> _EXERCISE REQUIREMENTS_
1. Write out the passage on Cardano message diffusion between "In this way, we" and "the Cardano network.", inclusive.
2. Continue the passage on Cardano message diffusion and Mithril from where it stops.

> _TEXT EXTRACT_
%%

The messages can be sent and received by nodes running in a non intrusive way side by side to the Cardano node in order to enable inter-nodes communications.
In this way, we can significantly reduce the cost and effort required to build a decentralised network for message diffusion by using Cardano's established infrastructure, with limited impact on the performance and no impact on the security of the Cardano network.
# Motivation
Mithril is a protocol based on a [Stake-based Threshold Multi-signature scheme](https://iohk.io/en/research/library/papers/mithril-stake-based-threshold-multisignatures/) which leverages the Cardano SPOs to certify data from the Cardano chain in a trustless way. Mithril is currently used in the Cardano ecosystem in order to enable fast bootstrapping of full nodes and enabling secure light wallets.

%%

(Point annotations for photos)

%%

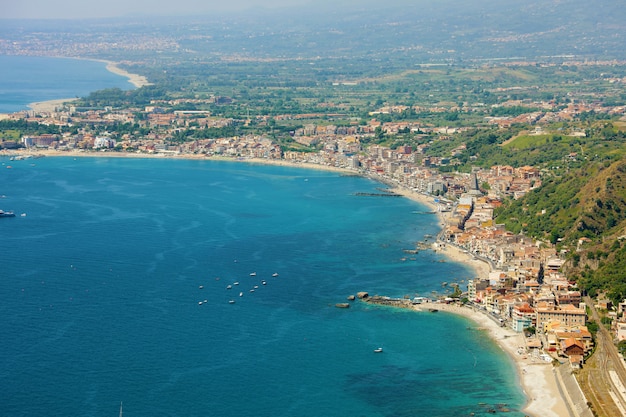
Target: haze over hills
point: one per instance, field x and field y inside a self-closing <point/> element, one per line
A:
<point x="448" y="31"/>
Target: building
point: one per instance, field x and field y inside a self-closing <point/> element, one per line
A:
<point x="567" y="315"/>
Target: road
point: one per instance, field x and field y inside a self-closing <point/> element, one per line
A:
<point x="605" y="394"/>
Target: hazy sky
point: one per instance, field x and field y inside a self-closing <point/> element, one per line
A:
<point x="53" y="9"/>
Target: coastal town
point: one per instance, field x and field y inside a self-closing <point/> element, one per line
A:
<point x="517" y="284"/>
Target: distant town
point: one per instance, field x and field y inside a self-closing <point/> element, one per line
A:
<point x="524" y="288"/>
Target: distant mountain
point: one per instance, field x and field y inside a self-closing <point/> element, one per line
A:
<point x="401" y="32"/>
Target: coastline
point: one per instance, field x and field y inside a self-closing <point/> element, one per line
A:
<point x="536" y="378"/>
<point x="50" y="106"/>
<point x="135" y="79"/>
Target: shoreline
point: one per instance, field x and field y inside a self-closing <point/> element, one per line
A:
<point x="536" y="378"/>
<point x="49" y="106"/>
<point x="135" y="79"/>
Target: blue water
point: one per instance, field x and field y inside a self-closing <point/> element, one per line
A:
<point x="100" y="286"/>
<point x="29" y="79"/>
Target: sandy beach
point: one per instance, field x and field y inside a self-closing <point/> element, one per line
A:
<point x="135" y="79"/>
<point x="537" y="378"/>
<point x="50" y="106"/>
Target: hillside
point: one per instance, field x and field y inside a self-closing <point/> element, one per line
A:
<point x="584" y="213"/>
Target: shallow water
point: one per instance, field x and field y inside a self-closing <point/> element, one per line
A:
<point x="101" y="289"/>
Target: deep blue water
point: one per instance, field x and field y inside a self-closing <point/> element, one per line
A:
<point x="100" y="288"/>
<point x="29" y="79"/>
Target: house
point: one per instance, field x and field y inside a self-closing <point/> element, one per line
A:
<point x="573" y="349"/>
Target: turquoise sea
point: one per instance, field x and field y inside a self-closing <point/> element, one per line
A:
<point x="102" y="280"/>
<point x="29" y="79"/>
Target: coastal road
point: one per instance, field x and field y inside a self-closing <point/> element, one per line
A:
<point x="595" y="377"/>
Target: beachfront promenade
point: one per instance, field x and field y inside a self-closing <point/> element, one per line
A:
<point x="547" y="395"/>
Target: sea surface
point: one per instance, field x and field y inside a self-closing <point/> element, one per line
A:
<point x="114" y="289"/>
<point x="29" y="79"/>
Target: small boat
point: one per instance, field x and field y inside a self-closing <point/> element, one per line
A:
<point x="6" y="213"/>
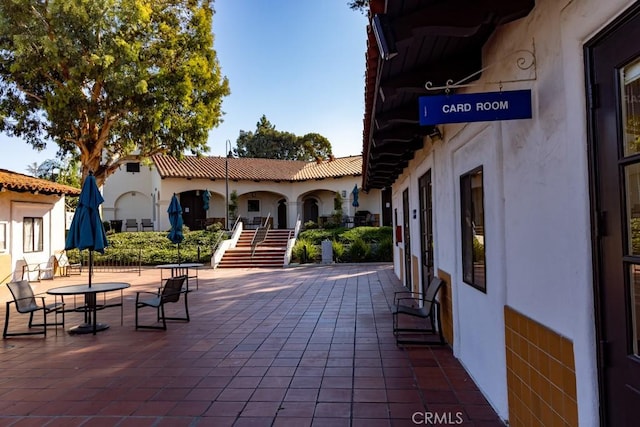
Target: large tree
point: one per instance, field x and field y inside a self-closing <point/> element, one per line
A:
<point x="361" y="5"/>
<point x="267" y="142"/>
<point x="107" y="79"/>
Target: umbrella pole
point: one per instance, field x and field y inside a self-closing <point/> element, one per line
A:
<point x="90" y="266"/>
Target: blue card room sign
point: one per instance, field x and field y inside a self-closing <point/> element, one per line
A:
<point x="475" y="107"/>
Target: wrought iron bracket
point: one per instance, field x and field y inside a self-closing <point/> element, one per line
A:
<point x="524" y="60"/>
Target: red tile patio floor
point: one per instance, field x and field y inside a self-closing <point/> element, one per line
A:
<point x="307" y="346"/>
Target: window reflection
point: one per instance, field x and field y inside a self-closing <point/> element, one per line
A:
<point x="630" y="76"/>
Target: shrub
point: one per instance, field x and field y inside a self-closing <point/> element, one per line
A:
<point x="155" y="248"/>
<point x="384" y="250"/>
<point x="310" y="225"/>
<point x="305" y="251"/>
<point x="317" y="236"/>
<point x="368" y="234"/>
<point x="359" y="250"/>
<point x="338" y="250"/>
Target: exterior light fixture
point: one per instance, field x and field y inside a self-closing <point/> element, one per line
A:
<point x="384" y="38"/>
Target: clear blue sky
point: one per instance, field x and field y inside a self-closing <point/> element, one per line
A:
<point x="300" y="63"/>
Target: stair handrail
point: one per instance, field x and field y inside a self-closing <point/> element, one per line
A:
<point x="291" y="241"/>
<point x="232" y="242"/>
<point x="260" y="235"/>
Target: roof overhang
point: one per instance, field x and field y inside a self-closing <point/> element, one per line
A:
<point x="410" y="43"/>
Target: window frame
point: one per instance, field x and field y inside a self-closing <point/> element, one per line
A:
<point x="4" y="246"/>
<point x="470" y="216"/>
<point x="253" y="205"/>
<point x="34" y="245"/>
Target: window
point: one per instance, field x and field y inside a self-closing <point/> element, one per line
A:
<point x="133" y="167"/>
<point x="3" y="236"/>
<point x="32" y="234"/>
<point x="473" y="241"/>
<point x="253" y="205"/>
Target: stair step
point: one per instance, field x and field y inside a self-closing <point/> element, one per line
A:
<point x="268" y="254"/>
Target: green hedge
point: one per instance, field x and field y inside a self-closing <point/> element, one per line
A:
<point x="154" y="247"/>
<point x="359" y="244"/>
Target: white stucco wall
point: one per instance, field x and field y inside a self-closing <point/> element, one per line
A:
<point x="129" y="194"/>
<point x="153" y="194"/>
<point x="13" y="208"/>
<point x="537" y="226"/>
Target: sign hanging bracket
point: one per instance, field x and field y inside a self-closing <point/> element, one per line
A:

%%

> _ANSWERS GIVEN_
1.
In this way, we can significantly reduce the cost and effort required to build a decentralised network for message diffusion by using Cardano's established infrastructure, with limited impact on the performance and no impact on the security of the Cardano network.

2.
The Mithril protocol coordinates the collection of individual signatures originating from the signers (run by SPOs) by the aggregators which combine them into Mithril multi-signatures and certificates. In order to be fully decentralized, the protocol needs to rely on a decentralized peer to peer network which, if built from the ground up, would require significant efforts and investment. Furthermore, the majority of SPO's, as the representatives of Cardano's active stake, will have to adopt and operate Mithril nodes alongside their Cardano node. Thus a natural solution is to use the Cardano network layer to significantly facilitate the development of Mithril protocol without a significant impact on the Cardano network or high maintenance efforts for the SPOs.
Other protocols in the Cardano ecosystem, such as Leios and Peras (and probably other protocols in the future), also need the capability to diffuse messages originating from block producers in a decentralized fashion. We have taken into consideration this need for a generic solution in the design proposed. However, at this stage, the impact on the performances have been established based on the needs for Mithril.
The proposed solution is described in detail below.
# Specification
## Overview
![CIP](https://hackmd.io/_uploads/S1Fc3uKDC.jpg)
This specification proposes to create `3` new mini-protocols in the Cardano network layer:
- `node-2-node`:
- [**Message Submission mini-protocol**](#Message-Submission-mini-protocol): Diffusion of the messages on the Cardano network.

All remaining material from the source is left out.